**Task description**
Reproduce the records from the line containing "of the sidewalk." through the line containing "120), (11, 110)]", substituting "smoke column" for every occurrence of "smoke plume" and leaving all other text unchanged.
-- -- --
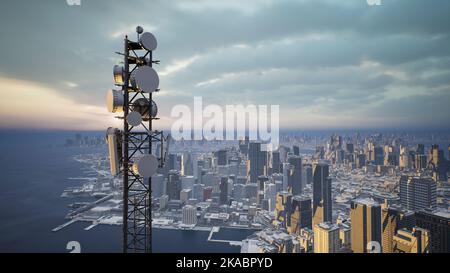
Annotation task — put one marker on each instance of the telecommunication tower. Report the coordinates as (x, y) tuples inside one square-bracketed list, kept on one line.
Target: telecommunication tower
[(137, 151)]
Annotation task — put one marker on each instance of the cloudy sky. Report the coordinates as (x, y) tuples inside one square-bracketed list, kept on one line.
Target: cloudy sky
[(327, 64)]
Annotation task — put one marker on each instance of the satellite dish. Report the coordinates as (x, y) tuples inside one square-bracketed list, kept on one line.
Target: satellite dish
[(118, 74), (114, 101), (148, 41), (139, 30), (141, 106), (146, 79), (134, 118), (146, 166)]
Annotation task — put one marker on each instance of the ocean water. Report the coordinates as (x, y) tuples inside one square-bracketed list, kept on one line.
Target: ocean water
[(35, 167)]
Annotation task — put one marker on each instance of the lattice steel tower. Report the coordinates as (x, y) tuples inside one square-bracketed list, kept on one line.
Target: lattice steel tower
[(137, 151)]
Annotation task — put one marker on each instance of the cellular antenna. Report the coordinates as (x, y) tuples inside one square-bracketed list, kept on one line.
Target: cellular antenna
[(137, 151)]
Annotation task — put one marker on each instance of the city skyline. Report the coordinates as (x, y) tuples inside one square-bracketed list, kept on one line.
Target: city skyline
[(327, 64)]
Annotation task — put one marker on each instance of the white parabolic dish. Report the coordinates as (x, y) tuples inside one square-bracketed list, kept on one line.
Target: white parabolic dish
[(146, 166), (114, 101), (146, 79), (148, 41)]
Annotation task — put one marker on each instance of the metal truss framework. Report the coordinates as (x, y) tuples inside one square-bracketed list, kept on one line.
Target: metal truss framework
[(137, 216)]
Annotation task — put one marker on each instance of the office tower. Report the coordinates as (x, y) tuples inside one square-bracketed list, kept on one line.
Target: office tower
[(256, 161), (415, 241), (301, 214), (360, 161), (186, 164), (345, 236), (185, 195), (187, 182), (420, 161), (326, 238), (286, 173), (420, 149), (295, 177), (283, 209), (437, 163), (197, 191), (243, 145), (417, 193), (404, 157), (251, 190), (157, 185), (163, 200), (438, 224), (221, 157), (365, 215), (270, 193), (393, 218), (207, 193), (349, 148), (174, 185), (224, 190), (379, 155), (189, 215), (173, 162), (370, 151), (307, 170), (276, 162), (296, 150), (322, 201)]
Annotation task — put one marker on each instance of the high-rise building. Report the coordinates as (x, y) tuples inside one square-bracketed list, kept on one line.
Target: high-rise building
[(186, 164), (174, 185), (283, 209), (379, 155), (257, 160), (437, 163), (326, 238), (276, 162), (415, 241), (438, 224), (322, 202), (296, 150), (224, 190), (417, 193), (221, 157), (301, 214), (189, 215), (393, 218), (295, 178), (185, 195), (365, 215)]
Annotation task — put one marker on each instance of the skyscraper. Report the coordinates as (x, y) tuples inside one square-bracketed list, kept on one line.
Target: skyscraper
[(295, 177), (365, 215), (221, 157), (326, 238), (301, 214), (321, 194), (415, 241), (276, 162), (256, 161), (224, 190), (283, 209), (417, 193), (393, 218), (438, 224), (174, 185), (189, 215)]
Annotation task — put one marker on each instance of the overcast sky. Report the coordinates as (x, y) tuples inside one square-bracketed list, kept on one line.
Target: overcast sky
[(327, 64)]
-- -- --
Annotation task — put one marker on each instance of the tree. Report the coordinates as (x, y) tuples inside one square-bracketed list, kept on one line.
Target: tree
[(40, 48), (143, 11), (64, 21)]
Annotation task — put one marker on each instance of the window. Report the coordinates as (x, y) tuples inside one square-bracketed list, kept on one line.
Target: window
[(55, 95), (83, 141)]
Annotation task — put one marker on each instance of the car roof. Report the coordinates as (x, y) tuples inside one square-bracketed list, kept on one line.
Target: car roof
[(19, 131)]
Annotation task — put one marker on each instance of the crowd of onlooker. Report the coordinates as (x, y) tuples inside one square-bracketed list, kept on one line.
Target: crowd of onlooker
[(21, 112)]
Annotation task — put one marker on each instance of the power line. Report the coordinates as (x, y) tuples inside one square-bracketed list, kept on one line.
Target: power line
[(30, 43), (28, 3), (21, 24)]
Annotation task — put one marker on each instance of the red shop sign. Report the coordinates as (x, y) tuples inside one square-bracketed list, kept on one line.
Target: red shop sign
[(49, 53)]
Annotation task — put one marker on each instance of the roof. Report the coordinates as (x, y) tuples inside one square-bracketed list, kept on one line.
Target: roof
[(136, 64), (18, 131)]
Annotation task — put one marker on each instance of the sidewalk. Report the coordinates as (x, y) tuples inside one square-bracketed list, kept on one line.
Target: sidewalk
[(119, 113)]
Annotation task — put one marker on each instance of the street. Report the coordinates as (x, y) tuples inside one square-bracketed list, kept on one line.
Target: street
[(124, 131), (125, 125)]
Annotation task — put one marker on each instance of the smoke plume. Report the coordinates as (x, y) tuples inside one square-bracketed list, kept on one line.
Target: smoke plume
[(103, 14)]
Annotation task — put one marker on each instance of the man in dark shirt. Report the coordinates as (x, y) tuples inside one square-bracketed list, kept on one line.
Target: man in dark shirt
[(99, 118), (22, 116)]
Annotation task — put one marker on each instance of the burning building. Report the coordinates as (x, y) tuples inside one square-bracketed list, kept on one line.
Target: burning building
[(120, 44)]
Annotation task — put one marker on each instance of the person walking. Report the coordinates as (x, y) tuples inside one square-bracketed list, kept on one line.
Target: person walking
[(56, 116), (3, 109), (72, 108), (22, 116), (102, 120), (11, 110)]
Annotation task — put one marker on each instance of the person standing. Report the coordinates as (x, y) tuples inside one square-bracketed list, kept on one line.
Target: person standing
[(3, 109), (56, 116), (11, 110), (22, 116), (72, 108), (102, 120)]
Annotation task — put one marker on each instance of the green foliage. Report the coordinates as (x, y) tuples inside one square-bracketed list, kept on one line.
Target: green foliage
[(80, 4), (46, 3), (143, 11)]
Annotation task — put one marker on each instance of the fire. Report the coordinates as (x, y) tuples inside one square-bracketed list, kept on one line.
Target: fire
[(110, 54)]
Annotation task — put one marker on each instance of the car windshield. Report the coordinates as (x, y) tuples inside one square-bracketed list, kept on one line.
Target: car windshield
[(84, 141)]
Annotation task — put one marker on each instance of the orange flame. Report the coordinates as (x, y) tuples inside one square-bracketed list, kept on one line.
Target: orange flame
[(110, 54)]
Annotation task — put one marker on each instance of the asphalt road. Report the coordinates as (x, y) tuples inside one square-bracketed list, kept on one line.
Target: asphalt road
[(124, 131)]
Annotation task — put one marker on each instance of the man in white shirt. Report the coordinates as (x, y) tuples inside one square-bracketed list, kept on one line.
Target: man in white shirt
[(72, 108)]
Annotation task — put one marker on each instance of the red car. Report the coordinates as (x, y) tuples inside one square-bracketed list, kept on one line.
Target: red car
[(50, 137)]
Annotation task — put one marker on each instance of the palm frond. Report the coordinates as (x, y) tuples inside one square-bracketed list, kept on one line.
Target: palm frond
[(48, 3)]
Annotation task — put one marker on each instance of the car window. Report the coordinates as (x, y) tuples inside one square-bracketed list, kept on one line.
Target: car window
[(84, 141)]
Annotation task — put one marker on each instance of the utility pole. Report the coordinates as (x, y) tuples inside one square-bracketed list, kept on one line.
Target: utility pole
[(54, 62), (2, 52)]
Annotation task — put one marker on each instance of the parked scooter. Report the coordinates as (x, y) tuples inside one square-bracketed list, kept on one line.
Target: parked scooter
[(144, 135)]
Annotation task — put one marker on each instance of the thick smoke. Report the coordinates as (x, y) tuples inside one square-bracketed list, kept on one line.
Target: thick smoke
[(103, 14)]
-- -- --
**Solution to the problem**
Annotation task — put one marker on each instance of the sidewalk. Report the coordinates as (x, y) tuples inside one square-bracketed list, kept on one line.
Target: sidewalk
[(119, 113)]
Annotation task — put one marker on each instance of the street. Report the coordinates as (x, y) tuples inside one square-bracketed list, kept on one line.
Target: street
[(124, 131), (125, 125)]
Annotation task — put one marker on each instance of the smoke column. Report the coordinates as (x, y) tuples inside one square-bracketed list, kept on one line.
Target: smoke column
[(103, 14)]
Annotation task — put one marker on each instance of the man in dark shirt. Report the coordinates as (x, y) tuples inside one square-bracketed list, kept on one line.
Target: man in dark shirt
[(99, 118), (22, 116)]
Annotation task — put one marker on each instance of the burning building. Report the coordinates as (x, y) tuples inside one square-bracketed list, kept on one line.
Target: burning building
[(120, 44)]
Annotation task — put one marker on each instance of the person walking. Report the coordinates as (x, y) tuples inside one square-bracketed list, kept on one line.
Target: person walking
[(56, 116), (3, 109), (72, 108), (22, 116), (102, 120), (11, 110)]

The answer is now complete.